• [Extract to read]:
=-=-=

It is a fantasy of every middle-aged man to drive to someplace with a young woman for unspecified acts. And I am no exception. I think young women are God’s gifts to men, to remind men that life matters. Young women give men the same satisfaction women get when they date a rich boyfriend: A certain assurance of material satisfaction for women and a certain misplaced hope for sexual satisfaction(or fulfillment) for men.

But my desire to drive with a young woman to Namanga is not an intellectual desire. I just want a young woman with a touch of ratchetry, a certain carefree attitude to life and hopefully with good legs. The best way to experience the road trip to Namanga is both of you dressing in short, freer clothes, to remind you that we live in a free country.

The best music for such a trip is good rootsy reggae. The young woman may not enjoy it, but it is never too early to help her develop better tastes in music. Because young women tend to have questionable tastes in music, why not introduce them to the good stuff.

To get to Namanga, it means you have to navigate Kitengela’s one million motorbikes, dust, and the never-ending traffic at times. So, the journey is not enjoyable until you get to Isinya. After Isinya, traffic thins, but still the road is not clear, to be savoured.

But after Kajiado, you enter a new universe. An orgasmic ride of tranquility, loneliness, wildness, as you enjoy the most beautiful sun and the best shade of blue for the sky. The short, green vegetation only adds some magic for the journey. The roads are so clear, you can speed recklessly if you are a speed freak, but be careful.

After Kajiado, the mood of the journey changes. If your chick is still stoned, she will have a new sense of awareness, a better appreciation of nature. And you will love how lucid she will come. If you planned your play list well, this is the time that Leroy Sibble’s Rock and Come On will come and that beat is the soundtrack to a beautiful ride in the beautiful sun.

It is at this point she is likely to suggest that you play better music, meaning gengetone, or some Nigerian music that sounds notoriously the same, but for some reason it makes her happy. Since a happy young woman is the best thing in the world, you may be tempted to give in to her pressure but use this time to teach her about Don Carlos and the sadly forgotten contribution of Dennis Brown to reggae. She will sulk, but you can try some new school reggae by Chronixx.

=-=-=

• [Given material]:
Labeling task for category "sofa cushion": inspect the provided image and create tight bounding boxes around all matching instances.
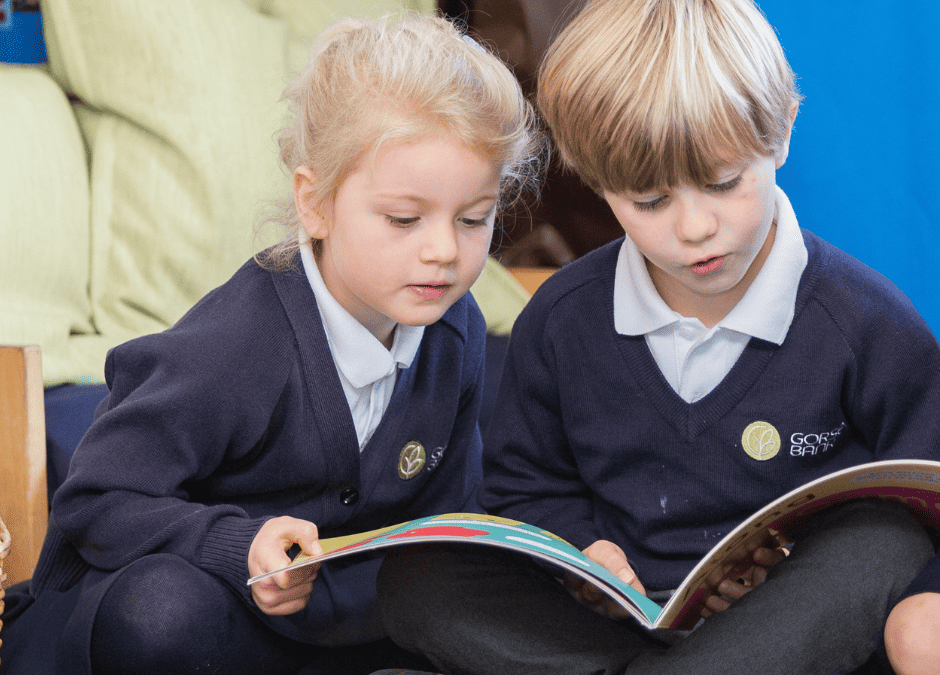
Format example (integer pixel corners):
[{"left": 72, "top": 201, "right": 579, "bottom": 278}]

=-=-=

Using the passage on the road trip to Namanga, explain in one to three sentences why the journey is not enjoyable until Isinya.

• [Result of the task]: Getting to Namanga means navigating Kitengela's one million motorbikes and its dust, and sometimes its never-ending traffic. For that reason, the drive does not become enjoyable until Isinya, where the traffic thins.